━━ PASSAGE FOR REVIEW ━━
In other words, being oversensitive usually doesn’t end well.

What Does “Oversensitive” Mean?

Being oversensitive is often an “eye of the beholder” concept. But there are some important guidelines and differences to keep in mind:

Sensitive Person

In general, this refers to someone who demonstrates a high degree of empathy. They are usually the first person to respond when anyone is in need. In this case, “sensitive” is being used here as basically a synonym for “compassionate.”

Highly Sensitive Person (HSP)

Have you ever met someone who is easily impacted by outside stimuli? The HSP is a person who has trouble filtering sensory input. This may inspire certain emotions but it is not, at its root, an emotional issue.

Oversensitive Person

It may help to view this concept as another word for “defensive.” The oversensitive person hears criticism in every comment. To them, even the most benign statement is an attack. They feel inadequate and therefore choose to deflect by blaming others for being “insensitive.”

How Being Oversensitive and Defensive May Be Damaging Your Marriage

As you can likely imagine, defensiveness derails healthy communication. Any relationship can be at risk when spouses cannot communicate their needs. We may all have our moments of defensiveness, but chronic oversensitivity can lay the groundwork for chronic marriage issues. Here’s how to recognize five of its many guises:

1. “But What About You?”
━━━
━━ INPUT DATA ━━
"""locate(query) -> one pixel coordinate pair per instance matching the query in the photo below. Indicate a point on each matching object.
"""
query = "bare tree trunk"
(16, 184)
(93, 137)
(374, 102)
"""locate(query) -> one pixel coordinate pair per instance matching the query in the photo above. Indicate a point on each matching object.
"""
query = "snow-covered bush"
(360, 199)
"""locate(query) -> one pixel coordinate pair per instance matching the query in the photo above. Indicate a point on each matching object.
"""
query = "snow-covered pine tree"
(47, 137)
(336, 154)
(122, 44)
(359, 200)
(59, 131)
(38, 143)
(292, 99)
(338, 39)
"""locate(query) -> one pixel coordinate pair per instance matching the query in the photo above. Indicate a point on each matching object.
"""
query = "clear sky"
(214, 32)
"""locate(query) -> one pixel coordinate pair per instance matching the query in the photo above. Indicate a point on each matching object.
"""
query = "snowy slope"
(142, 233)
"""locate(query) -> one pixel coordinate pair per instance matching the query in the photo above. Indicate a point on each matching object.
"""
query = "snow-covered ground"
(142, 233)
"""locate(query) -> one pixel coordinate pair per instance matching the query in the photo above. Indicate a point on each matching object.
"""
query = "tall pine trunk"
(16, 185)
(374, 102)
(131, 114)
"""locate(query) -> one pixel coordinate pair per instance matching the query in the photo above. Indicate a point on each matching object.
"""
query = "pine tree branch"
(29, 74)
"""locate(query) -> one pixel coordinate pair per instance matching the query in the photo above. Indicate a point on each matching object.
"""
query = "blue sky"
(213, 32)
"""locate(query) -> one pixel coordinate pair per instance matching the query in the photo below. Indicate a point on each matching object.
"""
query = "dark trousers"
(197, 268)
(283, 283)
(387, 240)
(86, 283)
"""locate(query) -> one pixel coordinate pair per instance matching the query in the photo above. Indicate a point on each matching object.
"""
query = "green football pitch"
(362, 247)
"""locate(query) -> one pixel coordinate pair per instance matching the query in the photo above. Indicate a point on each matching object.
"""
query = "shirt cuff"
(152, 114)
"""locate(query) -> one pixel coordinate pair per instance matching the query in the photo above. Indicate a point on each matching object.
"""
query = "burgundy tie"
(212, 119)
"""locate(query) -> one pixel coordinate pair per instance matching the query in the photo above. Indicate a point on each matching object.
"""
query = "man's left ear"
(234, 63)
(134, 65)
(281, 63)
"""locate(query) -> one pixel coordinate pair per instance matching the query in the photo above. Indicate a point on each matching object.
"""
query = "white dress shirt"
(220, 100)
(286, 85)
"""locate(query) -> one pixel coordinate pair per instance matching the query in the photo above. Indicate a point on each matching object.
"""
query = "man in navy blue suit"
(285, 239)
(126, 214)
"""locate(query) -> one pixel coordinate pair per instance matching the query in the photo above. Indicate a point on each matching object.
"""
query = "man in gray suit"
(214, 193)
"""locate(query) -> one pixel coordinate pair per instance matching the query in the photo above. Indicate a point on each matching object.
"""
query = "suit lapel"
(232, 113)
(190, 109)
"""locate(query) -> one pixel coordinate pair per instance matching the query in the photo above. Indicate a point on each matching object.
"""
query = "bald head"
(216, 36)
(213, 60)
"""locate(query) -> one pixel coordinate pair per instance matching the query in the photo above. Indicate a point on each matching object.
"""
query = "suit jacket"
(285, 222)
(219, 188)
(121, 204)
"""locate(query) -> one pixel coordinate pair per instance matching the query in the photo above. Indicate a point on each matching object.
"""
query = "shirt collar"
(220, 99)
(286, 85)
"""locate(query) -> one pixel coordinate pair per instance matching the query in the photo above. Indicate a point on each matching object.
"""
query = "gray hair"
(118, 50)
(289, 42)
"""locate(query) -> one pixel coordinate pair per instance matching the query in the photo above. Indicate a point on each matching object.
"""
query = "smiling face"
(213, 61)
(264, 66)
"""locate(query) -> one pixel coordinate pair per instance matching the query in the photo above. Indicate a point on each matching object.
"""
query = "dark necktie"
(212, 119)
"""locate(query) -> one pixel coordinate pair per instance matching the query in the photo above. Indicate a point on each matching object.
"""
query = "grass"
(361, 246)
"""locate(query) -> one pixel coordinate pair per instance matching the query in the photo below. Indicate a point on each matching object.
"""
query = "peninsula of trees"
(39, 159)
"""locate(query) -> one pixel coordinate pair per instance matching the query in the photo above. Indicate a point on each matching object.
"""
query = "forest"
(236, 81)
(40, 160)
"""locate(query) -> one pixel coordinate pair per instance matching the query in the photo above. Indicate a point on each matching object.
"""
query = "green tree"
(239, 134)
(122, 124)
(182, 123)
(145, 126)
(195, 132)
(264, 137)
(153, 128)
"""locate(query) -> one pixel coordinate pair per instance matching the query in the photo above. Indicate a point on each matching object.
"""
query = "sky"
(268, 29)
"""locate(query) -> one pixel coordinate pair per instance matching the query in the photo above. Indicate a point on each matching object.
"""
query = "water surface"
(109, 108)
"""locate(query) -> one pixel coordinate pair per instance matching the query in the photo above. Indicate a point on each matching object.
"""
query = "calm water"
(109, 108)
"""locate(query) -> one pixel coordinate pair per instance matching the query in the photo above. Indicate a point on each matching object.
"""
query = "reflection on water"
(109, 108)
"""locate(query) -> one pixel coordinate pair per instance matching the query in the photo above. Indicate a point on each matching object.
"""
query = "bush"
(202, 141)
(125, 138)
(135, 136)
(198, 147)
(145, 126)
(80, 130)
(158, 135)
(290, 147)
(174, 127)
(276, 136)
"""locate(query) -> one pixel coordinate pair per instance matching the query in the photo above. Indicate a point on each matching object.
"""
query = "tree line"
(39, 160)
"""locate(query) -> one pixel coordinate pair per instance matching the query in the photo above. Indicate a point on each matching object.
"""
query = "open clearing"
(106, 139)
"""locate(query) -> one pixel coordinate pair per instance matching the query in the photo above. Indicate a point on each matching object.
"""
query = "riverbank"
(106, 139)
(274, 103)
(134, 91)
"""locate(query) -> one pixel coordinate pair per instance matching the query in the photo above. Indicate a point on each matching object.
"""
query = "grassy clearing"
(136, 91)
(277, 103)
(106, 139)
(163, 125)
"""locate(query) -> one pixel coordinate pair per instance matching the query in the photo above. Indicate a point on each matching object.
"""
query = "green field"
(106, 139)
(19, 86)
━━━
**EXERCISES TO COMPLETE**
**a.** In the passage on oversensitivity, what word is "sensitive" said to be a synonym for when describing a sensitive person?
**b.** Extract the portion of the passage on oversensitivity starting at "In other words, being" and ending at "an emotional issue.".
The rows are not needed for anything here.

**SOLUTIONS FOR EACH TASK**
**a.** Compassionate.

**b.**
In other words, being oversensitive usually doesn’t end well.

What Does “Oversensitive” Mean?

Being oversensitive is often an “eye of the beholder” concept. But there are some important guidelines and differences to keep in mind:

Sensitive Person

In general, this refers to someone who demonstrates a high degree of empathy. They are usually the first person to respond when anyone is in need. In this case, “sensitive” is being used here as basically a synonym for “compassionate.”

Highly Sensitive Person (HSP)

Have you ever met someone who is easily impacted by outside stimuli? The HSP is a person who has trouble filtering sensory input. This may inspire certain emotions but it is not, at its root, an emotional issue.